Entries drawn from a collection:
-- BEGIN --

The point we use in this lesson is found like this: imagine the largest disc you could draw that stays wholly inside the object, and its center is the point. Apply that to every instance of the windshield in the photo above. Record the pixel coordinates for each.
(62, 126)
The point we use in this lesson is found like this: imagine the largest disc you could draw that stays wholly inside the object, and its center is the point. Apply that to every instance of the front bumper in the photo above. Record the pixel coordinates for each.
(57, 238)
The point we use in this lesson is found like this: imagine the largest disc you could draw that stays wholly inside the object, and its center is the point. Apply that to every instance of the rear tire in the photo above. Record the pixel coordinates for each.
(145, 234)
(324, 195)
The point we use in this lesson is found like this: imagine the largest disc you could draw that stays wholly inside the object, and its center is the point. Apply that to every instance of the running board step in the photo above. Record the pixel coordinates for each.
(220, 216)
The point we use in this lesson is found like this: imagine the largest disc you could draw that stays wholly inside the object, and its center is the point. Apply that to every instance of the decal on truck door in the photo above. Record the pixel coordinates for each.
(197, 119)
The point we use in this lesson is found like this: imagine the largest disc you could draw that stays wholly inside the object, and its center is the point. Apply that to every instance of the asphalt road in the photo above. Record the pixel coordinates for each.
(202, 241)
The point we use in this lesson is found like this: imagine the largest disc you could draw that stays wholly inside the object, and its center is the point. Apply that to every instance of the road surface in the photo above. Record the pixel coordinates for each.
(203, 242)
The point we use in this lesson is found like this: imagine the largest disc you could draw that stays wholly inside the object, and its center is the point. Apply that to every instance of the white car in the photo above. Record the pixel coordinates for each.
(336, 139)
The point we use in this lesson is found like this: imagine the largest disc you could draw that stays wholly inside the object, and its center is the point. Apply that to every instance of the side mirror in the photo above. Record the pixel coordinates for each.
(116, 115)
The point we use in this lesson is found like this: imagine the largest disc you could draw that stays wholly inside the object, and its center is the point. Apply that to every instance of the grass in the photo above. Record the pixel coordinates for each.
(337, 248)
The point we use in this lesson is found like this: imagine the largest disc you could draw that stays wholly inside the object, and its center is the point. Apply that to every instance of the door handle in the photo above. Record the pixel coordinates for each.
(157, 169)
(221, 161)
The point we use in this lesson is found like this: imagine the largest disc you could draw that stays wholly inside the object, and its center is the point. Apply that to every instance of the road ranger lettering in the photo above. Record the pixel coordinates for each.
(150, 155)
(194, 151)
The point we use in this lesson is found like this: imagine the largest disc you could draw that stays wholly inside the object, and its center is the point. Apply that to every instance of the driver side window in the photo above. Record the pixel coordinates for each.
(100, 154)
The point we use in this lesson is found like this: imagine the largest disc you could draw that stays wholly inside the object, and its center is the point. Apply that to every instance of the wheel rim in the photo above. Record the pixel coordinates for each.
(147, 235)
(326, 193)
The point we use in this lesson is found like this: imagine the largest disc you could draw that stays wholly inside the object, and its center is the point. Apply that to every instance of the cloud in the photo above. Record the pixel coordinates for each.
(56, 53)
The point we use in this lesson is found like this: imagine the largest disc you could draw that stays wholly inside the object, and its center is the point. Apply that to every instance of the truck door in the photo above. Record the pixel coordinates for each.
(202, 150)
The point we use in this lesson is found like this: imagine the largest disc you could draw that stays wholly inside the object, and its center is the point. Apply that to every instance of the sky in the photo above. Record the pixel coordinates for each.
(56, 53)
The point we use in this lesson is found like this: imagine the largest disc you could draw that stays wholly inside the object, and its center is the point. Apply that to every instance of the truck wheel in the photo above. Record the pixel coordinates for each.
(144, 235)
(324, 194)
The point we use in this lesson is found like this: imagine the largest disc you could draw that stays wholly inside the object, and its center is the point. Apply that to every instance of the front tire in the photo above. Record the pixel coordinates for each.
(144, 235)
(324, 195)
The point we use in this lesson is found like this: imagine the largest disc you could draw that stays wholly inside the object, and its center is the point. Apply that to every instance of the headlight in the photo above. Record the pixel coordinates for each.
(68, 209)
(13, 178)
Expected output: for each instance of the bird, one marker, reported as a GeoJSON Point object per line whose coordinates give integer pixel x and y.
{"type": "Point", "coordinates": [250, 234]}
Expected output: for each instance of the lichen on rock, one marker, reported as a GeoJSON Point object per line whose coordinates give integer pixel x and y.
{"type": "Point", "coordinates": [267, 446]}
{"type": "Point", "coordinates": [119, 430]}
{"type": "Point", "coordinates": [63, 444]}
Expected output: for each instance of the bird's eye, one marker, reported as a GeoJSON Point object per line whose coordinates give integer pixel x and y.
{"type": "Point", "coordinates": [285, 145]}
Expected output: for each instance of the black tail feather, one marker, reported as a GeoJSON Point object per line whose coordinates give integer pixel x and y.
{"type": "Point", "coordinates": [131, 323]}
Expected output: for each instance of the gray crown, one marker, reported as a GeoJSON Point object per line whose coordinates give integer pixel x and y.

-- END --

**WHAT NEEDS TO BE DONE:**
Please format all the records above as a numbered list, leaving out any blank lines.

**OUTPUT OF THE EXERCISE:**
1. The point we use in this lesson is found like this: imagine the largest disc you could draw that stays wholly inside the object, and its center is the point. Apply that to every instance of the windshield in the photo above. Record the pixel coordinates for each.
2. (62, 126)
3. The point we use in this lesson is found like this: imagine the largest disc you could draw that stays wholly inside the object, and its center is the point. Apply that to every instance of the front bumper in the photo above. Record the pixel coordinates for each.
4. (57, 238)
5. The point we use in this lesson is found like this: imagine the largest disc you could draw that stays wholly inside the object, and its center is the point. Apply that to every instance of the rear tire in the photo above. Record the pixel coordinates for each.
6. (145, 234)
7. (324, 195)
8. The point we use in this lesson is found like this: imagine the largest disc you could draw that stays wholly inside the object, and its center is the point. Apply that to every instance of the running board step in the photo above. Record the pixel coordinates for each.
9. (220, 216)
10. The point we use in this lesson is found like this: imagine the largest disc you could draw that stays wholly inside the object, and its center is the point. Apply that to every instance of the decal on truck door in the photo above. Record the pixel coordinates for each.
11. (197, 119)
12. The point we use in this lesson is found like this: imagine the largest disc you could draw that stays wholly inside the object, and its center is the point. Apply that to every instance of the asphalt road in the photo above. Record the pixel coordinates for each.
13. (202, 241)
14. The point we use in this lesson is found like this: imagine the largest disc you could draw that stays wholly inside the object, and its center is the point. Apply that to every instance of the road surface in the photo above. Record the pixel coordinates for each.
15. (203, 242)
16. The point we use in this lesson is found like this: imagine the largest disc you could draw that stays wholly inside the object, and its center is the point. Apply that to every instance of the white car in the photo above. Record the pixel coordinates for each.
17. (336, 139)
18. The point we use in this lesson is found like this: imagine the largest disc you could draw that stays wholly inside the object, and its center is the point. Apply that to every instance of the side mirror in the photo above. Record the pixel coordinates for each.
19. (116, 115)
20. The point we use in this lesson is found like this: imagine the largest disc you could draw that stays wholly inside the object, and its center is the point. Apply that to every instance of the grass in the photo above. Record the pixel coordinates for each.
21. (337, 248)
22. The point we use in this lesson is found like this: imagine the largest disc you could draw that stays wholly inside the object, and its center is the point. Apply that to every instance of the door handle in the photo above. Record the pixel coordinates for each.
23. (157, 169)
24. (221, 161)
25. The point we use in this lesson is found like this: imagine the largest disc you could draw that stays wholly inside the object, and its center is the point. Apply that to every instance of the road ranger lettering in the photo above. Record the pixel coordinates for each.
26. (150, 155)
27. (194, 151)
28. The point we use in this lesson is found like this: imagine the largest disc you could draw that stays wholly inside the object, and its center is the point. Apply that to every instance of the driver side window in the photo above. Record the pixel coordinates for each.
29. (100, 154)
30. The point we use in this lesson is found like this: imagine the largest disc you could draw that stays wholly inside the object, and its center is the point. Apply that to every instance of the wheel rim in the photo above. Record the pixel coordinates for each.
31. (147, 235)
32. (326, 193)
33. The point we use in this lesson is found like this: imagine the largest disc you could draw that stays wholly inside the object, and its center is the point. Apply that to every instance of the cloud in the photo above. Record the pixel coordinates for each.
34. (56, 53)
35. The point we use in this lesson is found like this: imagine the largest disc you could draw that stays wholly inside the object, and its center is the point. Apply that to every instance of the truck door in the photo above. Record the pixel coordinates for each.
36. (202, 150)
37. The point we use in this lesson is found like this: imagine the largest disc you could draw that stays wholly inside the object, and its center is the point. Apply that to every instance of the sky in the photo above. Record the pixel coordinates for each.
38. (56, 53)
39. The point we use in this lesson is found like this: imagine the largest disc you could draw that stays wholly inside the object, and its center is the point. Apply that to every instance of the truck wheel in the photo above. Record the pixel coordinates for each.
40. (144, 235)
41. (324, 194)
42. The point we use in this lesson is found like this: imagine the largest disc you could draw that stays wholly inside the object, and its center is the point. Apply that to every instance of the front tire in the photo above. Record the pixel coordinates for each.
43. (144, 235)
44. (324, 195)
45. The point we use in this lesson is found like this: imagine the largest disc you could draw that stays wholly inside the object, and its center is the point. Apply that to every instance of the headlight in the photo above. Record the pixel coordinates for each.
46. (68, 209)
47. (13, 178)
48. Expected output: for each instance of the bird, one marker, reported as a GeoJSON Point object per line whose coordinates give integer pixel x and y.
49. {"type": "Point", "coordinates": [250, 234]}
50. Expected output: for each instance of the lichen on rock, one marker, reported as a GeoJSON Point object per line whose coordinates give integer pixel x and y.
51. {"type": "Point", "coordinates": [267, 446]}
52. {"type": "Point", "coordinates": [119, 430]}
53. {"type": "Point", "coordinates": [63, 444]}
54. Expected output: for each instance of the bird's eye, one marker, reported as a GeoJSON Point object per line whose coordinates give integer pixel x and y.
55. {"type": "Point", "coordinates": [285, 145]}
56. Expected output: for each instance of the black tail feather, one marker, reported as a GeoJSON Point object per line whose coordinates give integer pixel x and y.
57. {"type": "Point", "coordinates": [131, 323]}
58. Expected output: for each instance of the gray crown, one marker, reported as a GeoJSON Point object per line whose coordinates give integer pixel x and y.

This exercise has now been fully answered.